→ Passage
● ● ● ●

What is "mind"? To this question many answers have been given, and an early book by the American philosopher, Charles Morris, is entitled Six Theories of the Mind. Basic theories they are, yet they do not entirely cover the field of the human mind, and still less satisfactory are they in their brief mention of the superhuman planetary, cosmic or divine mind.
Mercury's symbol, the caduceus, gives us a very significant answer, for it represented for the initiated thinker of antiquity three currents of energy which are said to be linked with man's spinal column. One of these currents is straight and passes directly through the center of the vertebrae, from the coccyx to the lower part of the cranium — in India known as Sushumna. The other two currents winding like serpent convolutions around the first were called Ida and Pingala.
These three currents were expressions of the basic relationship between the pelvic sacral region (man's "seat of power") and the hind brain, center of the instinctual life energies of the human body. The hind brain region contains especially the hypothalamus, a large complex of nerves which apparently control the pituitary body — the endocrine gland which in turn controls all other endocrine glands, thus the basic functions of the body.

● ● ● ●

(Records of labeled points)
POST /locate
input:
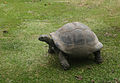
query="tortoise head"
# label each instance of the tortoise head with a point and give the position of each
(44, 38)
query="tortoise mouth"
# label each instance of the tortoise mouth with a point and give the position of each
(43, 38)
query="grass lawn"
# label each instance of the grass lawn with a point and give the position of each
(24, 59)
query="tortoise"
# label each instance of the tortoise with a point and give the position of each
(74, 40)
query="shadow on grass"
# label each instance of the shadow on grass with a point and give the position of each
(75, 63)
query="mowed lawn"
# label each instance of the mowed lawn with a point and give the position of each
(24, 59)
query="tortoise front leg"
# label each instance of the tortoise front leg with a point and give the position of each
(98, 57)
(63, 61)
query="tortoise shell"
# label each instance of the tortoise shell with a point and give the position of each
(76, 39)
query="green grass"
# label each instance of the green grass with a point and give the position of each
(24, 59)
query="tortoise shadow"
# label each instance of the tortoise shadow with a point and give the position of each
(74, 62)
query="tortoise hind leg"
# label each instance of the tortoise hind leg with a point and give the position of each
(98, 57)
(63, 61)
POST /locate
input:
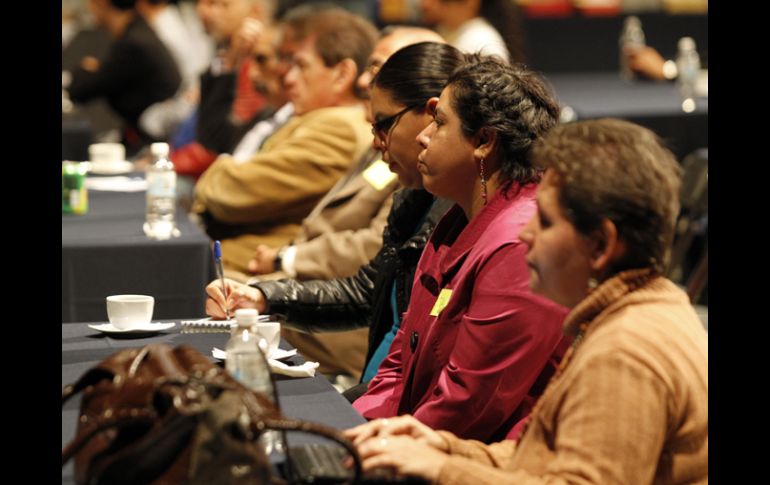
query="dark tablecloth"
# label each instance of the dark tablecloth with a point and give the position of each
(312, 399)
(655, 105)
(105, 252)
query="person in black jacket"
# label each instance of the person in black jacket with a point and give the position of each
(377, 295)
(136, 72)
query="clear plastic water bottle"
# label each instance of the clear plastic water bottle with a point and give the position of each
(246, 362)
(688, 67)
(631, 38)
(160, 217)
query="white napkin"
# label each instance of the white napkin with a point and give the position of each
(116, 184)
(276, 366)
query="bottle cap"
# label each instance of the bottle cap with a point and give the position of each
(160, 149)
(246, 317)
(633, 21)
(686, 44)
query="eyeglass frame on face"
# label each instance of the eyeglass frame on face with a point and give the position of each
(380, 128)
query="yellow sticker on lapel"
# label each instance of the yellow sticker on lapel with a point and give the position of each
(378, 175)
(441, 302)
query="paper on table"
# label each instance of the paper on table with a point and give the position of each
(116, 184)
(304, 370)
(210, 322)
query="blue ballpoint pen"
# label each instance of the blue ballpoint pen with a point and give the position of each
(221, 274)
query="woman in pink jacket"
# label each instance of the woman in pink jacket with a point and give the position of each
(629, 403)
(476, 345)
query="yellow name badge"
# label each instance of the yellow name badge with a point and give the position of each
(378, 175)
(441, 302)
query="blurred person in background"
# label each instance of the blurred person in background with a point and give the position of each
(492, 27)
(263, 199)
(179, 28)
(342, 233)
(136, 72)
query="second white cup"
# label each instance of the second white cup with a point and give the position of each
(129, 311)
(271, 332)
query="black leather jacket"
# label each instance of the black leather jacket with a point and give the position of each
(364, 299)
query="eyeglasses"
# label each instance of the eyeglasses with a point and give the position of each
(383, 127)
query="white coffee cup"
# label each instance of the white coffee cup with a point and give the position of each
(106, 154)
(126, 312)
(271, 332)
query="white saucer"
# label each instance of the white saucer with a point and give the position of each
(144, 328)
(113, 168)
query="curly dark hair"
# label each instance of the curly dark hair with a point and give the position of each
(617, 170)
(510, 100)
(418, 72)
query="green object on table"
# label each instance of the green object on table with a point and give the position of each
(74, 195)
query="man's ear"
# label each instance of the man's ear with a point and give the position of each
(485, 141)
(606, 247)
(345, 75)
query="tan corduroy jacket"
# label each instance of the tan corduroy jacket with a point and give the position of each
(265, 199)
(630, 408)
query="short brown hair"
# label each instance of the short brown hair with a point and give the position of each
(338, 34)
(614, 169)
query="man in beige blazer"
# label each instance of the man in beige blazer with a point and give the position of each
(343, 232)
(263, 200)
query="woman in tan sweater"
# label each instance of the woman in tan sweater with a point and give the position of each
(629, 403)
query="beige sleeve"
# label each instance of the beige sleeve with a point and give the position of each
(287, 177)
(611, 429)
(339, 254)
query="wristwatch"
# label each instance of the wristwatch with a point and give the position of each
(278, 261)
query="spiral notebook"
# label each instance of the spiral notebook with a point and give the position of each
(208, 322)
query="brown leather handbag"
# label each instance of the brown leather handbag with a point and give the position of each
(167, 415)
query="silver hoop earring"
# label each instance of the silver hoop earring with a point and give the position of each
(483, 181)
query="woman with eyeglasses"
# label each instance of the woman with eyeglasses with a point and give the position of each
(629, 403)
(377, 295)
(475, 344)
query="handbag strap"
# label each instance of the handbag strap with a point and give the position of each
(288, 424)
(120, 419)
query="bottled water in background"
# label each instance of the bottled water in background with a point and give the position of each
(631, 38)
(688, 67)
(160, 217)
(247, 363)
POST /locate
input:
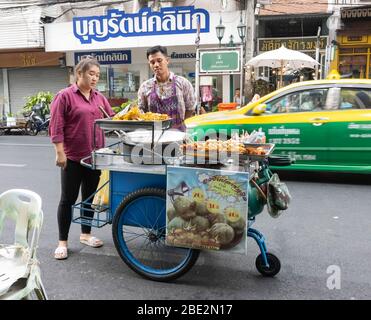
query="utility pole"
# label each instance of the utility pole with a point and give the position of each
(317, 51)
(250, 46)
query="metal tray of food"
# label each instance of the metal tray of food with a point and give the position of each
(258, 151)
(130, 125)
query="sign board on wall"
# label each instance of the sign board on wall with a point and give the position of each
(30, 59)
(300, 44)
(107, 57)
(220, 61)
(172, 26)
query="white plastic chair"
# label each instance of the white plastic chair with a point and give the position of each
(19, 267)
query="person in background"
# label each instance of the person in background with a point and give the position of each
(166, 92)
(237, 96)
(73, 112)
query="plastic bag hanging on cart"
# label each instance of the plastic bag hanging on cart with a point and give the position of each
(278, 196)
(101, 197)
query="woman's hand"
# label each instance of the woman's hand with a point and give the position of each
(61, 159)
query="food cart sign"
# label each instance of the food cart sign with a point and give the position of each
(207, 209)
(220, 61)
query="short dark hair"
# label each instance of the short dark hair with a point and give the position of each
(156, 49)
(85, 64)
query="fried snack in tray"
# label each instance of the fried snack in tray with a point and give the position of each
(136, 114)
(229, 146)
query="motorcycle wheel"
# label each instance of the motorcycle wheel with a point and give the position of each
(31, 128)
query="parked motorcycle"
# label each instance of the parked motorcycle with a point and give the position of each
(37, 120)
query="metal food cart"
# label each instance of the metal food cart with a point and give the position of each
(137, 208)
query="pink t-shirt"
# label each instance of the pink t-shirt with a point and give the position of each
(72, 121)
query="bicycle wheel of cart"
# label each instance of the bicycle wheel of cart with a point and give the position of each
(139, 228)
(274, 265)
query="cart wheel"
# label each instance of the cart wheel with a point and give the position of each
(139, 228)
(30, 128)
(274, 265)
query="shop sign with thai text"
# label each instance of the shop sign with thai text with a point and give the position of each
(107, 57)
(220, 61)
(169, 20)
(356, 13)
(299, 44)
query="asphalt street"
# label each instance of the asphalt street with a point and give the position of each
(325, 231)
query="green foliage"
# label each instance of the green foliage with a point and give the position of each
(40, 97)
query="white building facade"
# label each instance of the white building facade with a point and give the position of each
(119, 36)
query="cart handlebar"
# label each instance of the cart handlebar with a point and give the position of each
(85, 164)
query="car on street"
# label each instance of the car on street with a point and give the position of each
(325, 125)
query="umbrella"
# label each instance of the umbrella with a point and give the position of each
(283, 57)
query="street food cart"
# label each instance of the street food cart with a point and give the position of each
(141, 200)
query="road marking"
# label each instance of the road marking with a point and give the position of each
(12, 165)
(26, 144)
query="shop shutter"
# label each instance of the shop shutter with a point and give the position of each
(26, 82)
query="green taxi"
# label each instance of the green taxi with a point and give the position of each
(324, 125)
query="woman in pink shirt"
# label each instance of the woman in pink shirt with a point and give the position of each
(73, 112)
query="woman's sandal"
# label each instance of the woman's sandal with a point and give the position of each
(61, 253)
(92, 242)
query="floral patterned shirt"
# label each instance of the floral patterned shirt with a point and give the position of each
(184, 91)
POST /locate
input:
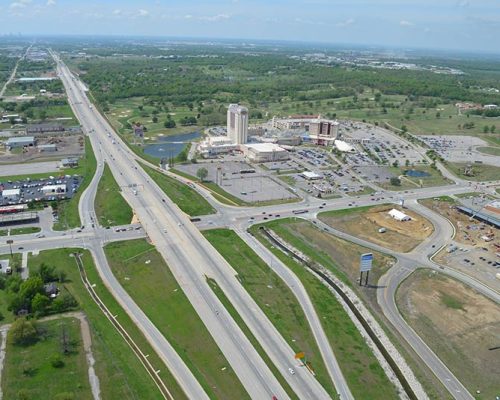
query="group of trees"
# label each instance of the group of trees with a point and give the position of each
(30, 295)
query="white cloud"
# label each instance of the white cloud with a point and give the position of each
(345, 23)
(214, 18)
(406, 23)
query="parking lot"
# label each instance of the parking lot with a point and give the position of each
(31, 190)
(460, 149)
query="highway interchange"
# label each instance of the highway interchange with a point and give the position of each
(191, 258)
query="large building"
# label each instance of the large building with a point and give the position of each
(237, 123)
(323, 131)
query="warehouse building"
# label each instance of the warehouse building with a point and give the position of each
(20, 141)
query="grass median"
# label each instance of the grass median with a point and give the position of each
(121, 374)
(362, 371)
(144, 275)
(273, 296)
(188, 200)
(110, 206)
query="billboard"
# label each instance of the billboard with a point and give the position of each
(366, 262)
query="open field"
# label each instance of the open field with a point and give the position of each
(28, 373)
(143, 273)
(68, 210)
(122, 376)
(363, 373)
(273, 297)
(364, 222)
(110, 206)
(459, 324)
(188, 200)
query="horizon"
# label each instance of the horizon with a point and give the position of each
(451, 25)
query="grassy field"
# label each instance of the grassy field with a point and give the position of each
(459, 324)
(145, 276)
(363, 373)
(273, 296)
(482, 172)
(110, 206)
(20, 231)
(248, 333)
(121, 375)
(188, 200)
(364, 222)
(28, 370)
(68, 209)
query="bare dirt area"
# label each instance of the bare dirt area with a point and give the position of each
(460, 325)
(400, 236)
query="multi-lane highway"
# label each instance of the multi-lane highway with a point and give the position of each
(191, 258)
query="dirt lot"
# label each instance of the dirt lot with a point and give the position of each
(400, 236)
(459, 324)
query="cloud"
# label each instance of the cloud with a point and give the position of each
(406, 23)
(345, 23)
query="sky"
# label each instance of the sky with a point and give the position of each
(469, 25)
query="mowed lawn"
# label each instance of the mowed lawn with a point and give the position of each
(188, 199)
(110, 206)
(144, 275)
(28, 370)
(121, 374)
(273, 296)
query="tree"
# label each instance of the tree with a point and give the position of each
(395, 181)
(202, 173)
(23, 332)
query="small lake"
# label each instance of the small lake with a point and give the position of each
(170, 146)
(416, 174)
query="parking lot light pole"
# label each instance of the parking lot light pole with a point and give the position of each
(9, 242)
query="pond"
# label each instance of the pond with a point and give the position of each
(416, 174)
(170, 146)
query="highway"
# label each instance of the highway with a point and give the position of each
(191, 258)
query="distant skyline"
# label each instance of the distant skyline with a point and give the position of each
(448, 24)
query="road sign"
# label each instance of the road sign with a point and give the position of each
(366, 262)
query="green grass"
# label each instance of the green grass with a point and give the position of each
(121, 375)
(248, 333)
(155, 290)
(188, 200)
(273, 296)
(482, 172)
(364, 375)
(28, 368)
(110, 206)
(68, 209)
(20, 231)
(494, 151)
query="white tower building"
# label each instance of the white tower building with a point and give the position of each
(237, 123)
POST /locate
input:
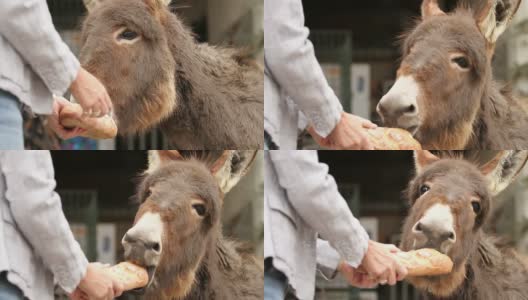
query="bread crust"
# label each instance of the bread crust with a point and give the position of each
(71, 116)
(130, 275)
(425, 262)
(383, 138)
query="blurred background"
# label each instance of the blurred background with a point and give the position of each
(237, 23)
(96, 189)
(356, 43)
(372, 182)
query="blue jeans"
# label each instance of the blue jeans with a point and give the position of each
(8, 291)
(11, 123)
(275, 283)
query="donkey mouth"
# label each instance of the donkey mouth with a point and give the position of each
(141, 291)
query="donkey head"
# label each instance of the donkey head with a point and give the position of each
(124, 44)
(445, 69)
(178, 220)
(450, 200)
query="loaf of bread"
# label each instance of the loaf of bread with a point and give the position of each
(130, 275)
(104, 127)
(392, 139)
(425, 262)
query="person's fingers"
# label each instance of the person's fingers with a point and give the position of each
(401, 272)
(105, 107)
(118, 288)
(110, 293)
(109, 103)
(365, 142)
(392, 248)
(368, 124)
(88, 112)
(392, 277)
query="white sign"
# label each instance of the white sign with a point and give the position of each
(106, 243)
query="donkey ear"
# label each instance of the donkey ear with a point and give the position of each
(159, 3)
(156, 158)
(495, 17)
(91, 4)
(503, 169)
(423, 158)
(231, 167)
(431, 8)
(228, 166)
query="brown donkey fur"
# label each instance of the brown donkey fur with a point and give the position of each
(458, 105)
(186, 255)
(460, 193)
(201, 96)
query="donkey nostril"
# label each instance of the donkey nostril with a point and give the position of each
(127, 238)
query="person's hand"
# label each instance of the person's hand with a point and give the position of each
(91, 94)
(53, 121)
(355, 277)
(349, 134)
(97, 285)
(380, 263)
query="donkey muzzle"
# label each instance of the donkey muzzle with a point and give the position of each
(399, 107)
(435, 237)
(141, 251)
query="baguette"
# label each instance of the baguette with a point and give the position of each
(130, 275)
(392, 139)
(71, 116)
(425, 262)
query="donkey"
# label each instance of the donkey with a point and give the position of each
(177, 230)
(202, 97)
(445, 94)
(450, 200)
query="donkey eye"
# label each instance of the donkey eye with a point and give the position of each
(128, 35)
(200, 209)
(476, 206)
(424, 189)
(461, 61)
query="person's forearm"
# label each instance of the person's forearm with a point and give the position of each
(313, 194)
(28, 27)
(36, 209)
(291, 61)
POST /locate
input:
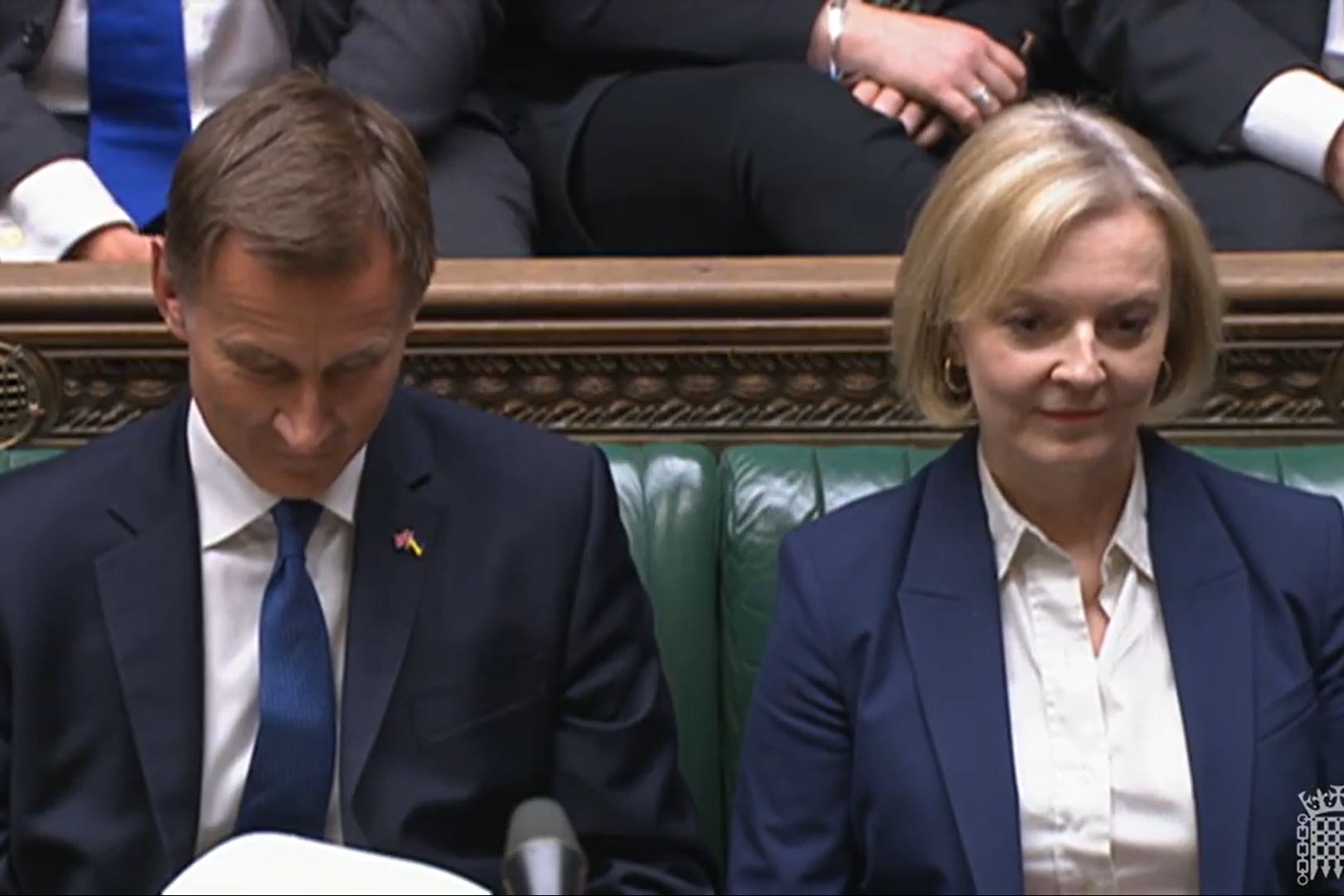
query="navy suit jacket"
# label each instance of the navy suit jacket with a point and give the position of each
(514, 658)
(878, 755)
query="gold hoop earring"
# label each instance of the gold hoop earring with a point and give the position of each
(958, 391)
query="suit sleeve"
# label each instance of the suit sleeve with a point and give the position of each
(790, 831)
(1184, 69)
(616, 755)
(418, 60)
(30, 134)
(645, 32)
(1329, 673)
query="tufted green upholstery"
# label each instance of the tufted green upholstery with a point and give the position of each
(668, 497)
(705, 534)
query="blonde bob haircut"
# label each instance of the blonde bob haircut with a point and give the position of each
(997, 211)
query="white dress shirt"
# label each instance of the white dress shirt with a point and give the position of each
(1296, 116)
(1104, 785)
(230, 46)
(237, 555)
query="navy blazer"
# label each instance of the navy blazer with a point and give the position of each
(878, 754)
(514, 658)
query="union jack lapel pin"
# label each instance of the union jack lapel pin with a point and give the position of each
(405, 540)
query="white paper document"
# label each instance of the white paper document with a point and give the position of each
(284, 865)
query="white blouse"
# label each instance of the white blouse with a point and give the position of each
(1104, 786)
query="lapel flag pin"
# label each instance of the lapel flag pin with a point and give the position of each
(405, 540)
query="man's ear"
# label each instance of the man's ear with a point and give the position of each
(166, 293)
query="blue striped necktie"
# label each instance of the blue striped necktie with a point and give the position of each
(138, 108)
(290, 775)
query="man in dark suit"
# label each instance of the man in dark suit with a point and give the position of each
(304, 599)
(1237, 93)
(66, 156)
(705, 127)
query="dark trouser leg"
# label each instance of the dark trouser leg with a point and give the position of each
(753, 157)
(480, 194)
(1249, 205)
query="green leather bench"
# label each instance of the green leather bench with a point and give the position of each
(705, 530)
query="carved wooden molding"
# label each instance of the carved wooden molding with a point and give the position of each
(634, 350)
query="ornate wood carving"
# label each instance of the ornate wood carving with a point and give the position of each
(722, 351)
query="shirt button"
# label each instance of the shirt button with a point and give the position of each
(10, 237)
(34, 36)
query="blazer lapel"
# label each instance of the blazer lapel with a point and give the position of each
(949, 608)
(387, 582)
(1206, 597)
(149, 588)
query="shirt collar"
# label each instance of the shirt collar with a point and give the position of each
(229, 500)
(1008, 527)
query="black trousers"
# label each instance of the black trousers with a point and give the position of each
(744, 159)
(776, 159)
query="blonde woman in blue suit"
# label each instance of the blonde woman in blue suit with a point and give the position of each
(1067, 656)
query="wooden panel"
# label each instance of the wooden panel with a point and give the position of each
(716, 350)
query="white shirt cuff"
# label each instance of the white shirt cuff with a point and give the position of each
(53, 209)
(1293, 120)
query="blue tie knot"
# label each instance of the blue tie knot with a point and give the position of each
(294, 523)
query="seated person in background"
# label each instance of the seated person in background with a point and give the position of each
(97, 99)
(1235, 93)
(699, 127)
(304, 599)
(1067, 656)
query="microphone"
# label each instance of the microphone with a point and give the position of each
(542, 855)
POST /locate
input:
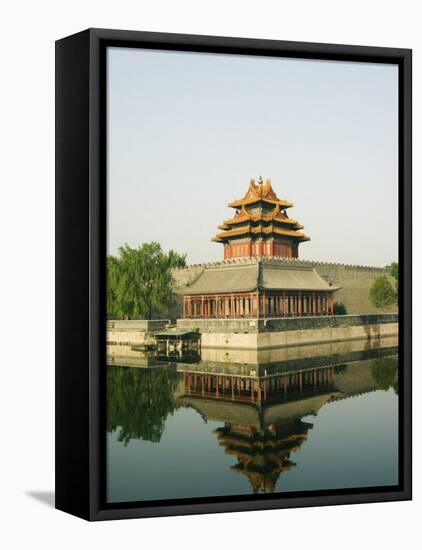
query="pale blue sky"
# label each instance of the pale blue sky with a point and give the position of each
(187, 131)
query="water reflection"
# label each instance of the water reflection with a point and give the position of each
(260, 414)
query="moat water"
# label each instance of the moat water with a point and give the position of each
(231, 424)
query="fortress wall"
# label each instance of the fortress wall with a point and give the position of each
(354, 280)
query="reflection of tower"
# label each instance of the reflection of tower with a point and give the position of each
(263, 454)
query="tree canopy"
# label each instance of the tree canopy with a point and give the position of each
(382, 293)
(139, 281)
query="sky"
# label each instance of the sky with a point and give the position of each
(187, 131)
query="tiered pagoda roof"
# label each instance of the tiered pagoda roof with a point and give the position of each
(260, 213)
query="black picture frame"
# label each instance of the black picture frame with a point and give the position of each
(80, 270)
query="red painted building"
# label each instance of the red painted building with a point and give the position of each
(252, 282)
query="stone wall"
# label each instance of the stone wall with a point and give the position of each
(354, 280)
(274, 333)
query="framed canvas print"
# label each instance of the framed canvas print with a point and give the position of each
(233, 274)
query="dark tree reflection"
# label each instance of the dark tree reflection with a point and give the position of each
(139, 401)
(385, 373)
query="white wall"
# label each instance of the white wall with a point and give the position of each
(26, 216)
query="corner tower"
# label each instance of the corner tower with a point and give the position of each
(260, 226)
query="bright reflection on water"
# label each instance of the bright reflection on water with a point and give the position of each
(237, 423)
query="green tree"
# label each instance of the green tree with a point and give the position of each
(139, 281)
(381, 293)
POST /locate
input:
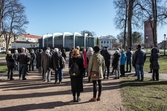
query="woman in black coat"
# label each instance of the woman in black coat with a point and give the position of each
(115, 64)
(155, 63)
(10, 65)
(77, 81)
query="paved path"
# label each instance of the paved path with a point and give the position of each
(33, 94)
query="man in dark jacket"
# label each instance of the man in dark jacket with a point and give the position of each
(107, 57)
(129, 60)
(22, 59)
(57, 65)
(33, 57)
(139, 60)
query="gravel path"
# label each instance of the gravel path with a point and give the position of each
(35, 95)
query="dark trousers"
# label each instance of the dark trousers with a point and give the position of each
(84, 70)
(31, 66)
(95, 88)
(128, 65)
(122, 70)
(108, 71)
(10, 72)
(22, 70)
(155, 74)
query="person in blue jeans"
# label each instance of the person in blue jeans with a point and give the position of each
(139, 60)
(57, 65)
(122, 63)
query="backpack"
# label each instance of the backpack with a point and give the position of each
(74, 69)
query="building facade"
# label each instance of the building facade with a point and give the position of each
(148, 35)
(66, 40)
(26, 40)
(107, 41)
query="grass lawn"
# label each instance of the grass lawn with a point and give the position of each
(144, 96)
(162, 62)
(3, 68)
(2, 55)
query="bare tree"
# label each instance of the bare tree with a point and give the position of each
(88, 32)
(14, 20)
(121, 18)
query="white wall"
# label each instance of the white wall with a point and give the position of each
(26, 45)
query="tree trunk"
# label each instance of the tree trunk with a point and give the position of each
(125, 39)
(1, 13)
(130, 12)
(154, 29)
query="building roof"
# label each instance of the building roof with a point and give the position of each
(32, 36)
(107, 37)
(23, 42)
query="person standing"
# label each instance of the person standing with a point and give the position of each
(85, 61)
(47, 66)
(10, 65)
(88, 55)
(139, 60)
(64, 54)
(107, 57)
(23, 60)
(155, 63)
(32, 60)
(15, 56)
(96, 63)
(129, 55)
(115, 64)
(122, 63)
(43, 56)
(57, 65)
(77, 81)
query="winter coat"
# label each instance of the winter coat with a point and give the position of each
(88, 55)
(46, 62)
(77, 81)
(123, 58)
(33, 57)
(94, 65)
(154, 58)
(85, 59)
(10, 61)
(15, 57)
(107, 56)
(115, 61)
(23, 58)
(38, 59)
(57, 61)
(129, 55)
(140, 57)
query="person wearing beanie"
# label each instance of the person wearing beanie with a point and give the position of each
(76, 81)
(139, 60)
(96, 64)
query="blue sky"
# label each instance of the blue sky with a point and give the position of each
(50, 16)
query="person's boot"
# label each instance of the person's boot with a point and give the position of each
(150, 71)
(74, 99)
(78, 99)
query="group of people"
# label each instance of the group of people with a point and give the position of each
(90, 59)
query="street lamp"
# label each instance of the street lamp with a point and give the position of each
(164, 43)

● ● ● ●

→ Problems to work on
a – What title does the passage give for Charles Morris's early book?
b – Please tally the lines in the listing that contain the string "sandal" with case counting, and give only the number.

→ Task-by-task results
a – Six Theories of the Mind

b – 2